Data listing |
□ □ □ □ □ □ □
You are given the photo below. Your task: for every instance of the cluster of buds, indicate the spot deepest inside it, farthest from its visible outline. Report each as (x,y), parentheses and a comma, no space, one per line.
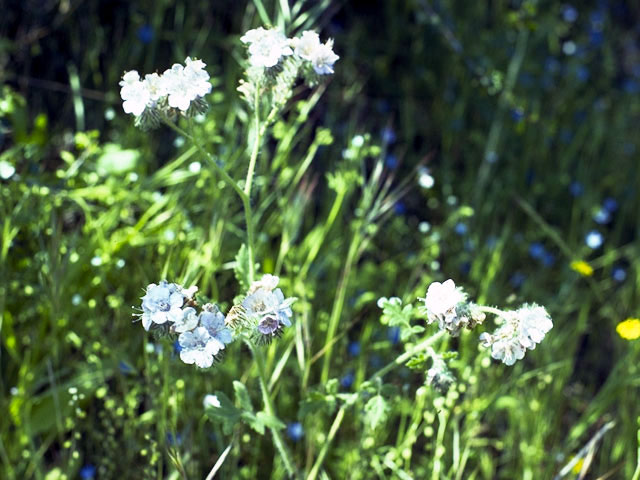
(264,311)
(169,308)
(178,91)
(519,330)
□ □ □ □ □ □ □
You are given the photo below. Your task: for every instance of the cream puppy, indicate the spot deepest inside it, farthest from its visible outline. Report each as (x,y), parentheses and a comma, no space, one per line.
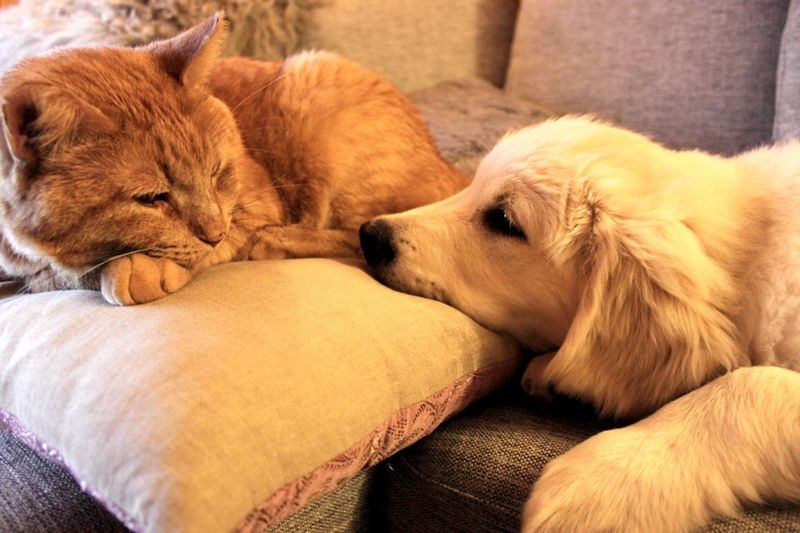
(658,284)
□ □ □ □ □ □ □
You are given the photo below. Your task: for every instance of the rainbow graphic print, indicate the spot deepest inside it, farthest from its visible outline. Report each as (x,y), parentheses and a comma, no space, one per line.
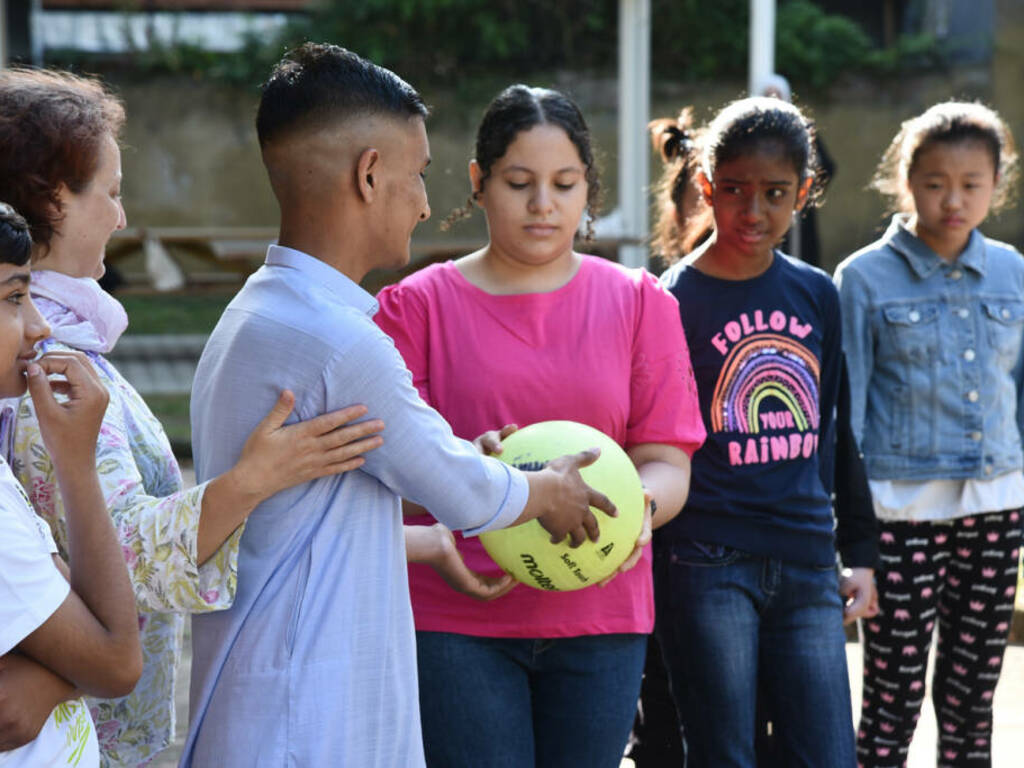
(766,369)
□ □ □ □ □ □ □
What the task asks |
Pull out each line of the rows above that includes the string "print".

Output of the task |
You are given the photo below. Your task: for every instance of the rainbow graphic print, indicate the spot deepest inside it, farthest from its visible outline. Report each as (x,y), parentheses and a comma, no space, one per line.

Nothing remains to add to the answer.